Görev Özeti A.
Kaynak metnin "Bu yazı CHP’de" sözlerinin bulunduğu yerden başlayan bölümünü hiç değiştirmeden yazın; "sorumlusu olmayı başarmıştır)" sözlerinden sonra kesin.
Görev Özeti B.
Kaynak metinde adı geçen bütün kişileri sıralayın.

Kaynak Metin.
Bu yazı CHP’de bir üyenin özgür iradesiyle var olmasının seçilmesinin ne kadar zor olduğunu gösteren bir belgedir. 06.06.2012
İlçe başkanlık görevini, Güner Aklan’a devir eden eski ilçe başkan adayı, Ali Togan ve arkadaşları, Zülfikar Bal’ın iki yıl boyunca yaptığı çalışmalarını, yaptığı işleri, bilgisini, birikimini, öneri ve eleştirilerini çok yakından bilir. Çalışmalarını birçok kez kalabalık ortamlarda da takdir ve tebrik etmiştir. Ama buna rağmen, Zülfikar bal iki yıl boyunca bıkmadan usanmadan, yılmadan için görev istemiştir.(il başkanlarından da görev istemiştir) Aralarında hiçbir kişisel sorun olmamasına rağmen hiçbir zaman hiçbir zaman hiçbir görev vermemiştir. Vermek istememiştir. Neden? ( Buna rağmen Zülfikar bal yılmamış çalışmalarına devam etmiş, Mahalle temsilcisi ve seçimlerde okul sorumlusu olmayı başarmıştır)

İşaretleme veri kümesinden kayıtlar:
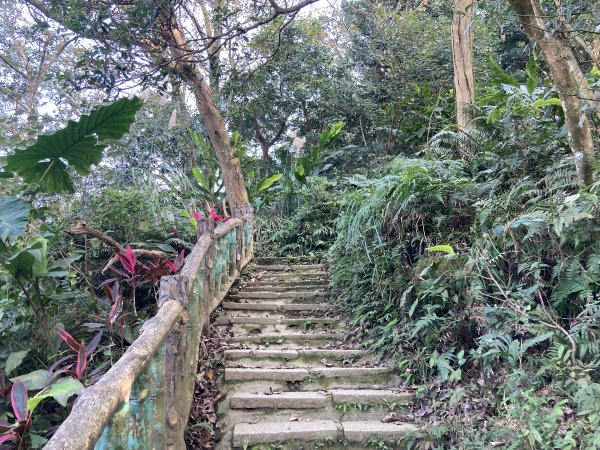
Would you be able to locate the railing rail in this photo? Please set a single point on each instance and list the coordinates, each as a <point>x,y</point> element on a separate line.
<point>144,400</point>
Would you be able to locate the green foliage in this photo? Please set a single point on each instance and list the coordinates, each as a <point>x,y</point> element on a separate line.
<point>14,216</point>
<point>308,229</point>
<point>477,270</point>
<point>80,144</point>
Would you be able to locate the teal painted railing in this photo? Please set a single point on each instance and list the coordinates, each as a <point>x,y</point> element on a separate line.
<point>143,401</point>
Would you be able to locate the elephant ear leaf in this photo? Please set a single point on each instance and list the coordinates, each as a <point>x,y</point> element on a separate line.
<point>14,215</point>
<point>50,160</point>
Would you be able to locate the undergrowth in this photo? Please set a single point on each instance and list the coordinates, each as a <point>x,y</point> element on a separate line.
<point>477,270</point>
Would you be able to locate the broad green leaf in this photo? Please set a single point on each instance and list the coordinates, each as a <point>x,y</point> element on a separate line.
<point>78,146</point>
<point>266,183</point>
<point>548,102</point>
<point>37,441</point>
<point>532,75</point>
<point>34,380</point>
<point>61,391</point>
<point>201,179</point>
<point>501,74</point>
<point>307,164</point>
<point>14,360</point>
<point>441,248</point>
<point>14,216</point>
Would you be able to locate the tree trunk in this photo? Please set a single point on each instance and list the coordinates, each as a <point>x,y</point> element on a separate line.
<point>462,55</point>
<point>184,64</point>
<point>569,80</point>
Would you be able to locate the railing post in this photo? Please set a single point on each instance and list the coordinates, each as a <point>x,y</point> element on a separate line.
<point>238,213</point>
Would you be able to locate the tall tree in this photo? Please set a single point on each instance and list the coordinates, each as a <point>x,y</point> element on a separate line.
<point>462,55</point>
<point>174,37</point>
<point>569,79</point>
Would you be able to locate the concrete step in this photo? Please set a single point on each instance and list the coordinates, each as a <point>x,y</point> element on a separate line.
<point>286,285</point>
<point>274,307</point>
<point>246,434</point>
<point>276,288</point>
<point>288,267</point>
<point>305,322</point>
<point>324,432</point>
<point>296,358</point>
<point>247,326</point>
<point>278,340</point>
<point>314,379</point>
<point>359,398</point>
<point>276,295</point>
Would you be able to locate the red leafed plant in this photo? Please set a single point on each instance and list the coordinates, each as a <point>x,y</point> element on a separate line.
<point>136,273</point>
<point>76,363</point>
<point>16,431</point>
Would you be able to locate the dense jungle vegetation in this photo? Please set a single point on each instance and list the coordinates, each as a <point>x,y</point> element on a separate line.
<point>460,221</point>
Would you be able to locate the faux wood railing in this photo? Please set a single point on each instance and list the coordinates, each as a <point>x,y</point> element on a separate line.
<point>144,400</point>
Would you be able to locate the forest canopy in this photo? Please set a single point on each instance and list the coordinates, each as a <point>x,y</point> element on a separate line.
<point>439,156</point>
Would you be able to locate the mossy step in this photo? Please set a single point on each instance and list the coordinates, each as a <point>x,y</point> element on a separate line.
<point>290,307</point>
<point>303,374</point>
<point>319,399</point>
<point>245,434</point>
<point>271,294</point>
<point>274,339</point>
<point>286,285</point>
<point>288,267</point>
<point>285,288</point>
<point>324,431</point>
<point>304,321</point>
<point>294,357</point>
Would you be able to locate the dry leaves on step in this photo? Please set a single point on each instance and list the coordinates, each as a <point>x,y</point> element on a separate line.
<point>391,417</point>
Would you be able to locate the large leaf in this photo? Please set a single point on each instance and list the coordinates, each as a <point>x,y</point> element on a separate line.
<point>14,360</point>
<point>14,215</point>
<point>61,391</point>
<point>266,183</point>
<point>34,380</point>
<point>78,146</point>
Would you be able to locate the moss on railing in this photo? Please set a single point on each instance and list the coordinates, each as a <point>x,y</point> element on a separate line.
<point>144,400</point>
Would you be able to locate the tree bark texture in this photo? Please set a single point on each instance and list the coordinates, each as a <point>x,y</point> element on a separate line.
<point>184,64</point>
<point>462,55</point>
<point>573,89</point>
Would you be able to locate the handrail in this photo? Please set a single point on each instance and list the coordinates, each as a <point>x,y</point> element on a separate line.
<point>144,400</point>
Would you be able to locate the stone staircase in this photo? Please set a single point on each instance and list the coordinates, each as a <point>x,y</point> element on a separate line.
<point>290,380</point>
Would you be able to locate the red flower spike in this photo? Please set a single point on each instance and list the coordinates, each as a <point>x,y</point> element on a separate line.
<point>68,339</point>
<point>18,400</point>
<point>128,260</point>
<point>7,437</point>
<point>81,362</point>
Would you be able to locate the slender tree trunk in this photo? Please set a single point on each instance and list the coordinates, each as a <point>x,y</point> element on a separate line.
<point>229,163</point>
<point>462,55</point>
<point>569,80</point>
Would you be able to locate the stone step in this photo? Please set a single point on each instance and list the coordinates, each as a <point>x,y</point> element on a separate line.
<point>274,307</point>
<point>251,326</point>
<point>277,340</point>
<point>305,322</point>
<point>276,295</point>
<point>359,398</point>
<point>281,259</point>
<point>283,284</point>
<point>296,358</point>
<point>316,378</point>
<point>319,431</point>
<point>246,434</point>
<point>288,267</point>
<point>277,288</point>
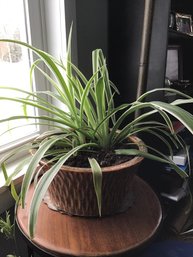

Çıktı A.
Bu yazı CHP’de bir üyenin özgür iradesiyle var olmasının seçilmesinin ne kadar zor olduğunu gösteren bir belgedir. 06.06.2012
İlçe başkanlık görevini, Güner Aklan’a devir eden eski ilçe başkan adayı, Ali Togan ve arkadaşları, Zülfikar Bal’ın iki yıl boyunca yaptığı çalışmalarını, yaptığı işleri, bilgisini, birikimini, öneri ve eleştirilerini çok yakından bilir. Çalışmalarını birçok kez kalabalık ortamlarda da takdir ve tebrik etmiştir. Ama buna rağmen, Zülfikar bal iki yıl boyunca bıkmadan usanmadan, yılmadan için görev istemiştir.(il başkanlarından da görev istemiştir) Aralarında hiçbir kişisel sorun olmamasına rağmen hiçbir zaman hiçbir zaman hiçbir görev vermemiştir. Vermek istememiştir. Neden? ( Buna rağmen Zülfikar bal yılmamış çalışmalarına devam etmiş, Mahalle temsilcisi ve seçimlerde okul sorumlusu olmayı başarmıştır)

Çıktı B.
Güner Aklan
Ali Togan
Zülfikar Bal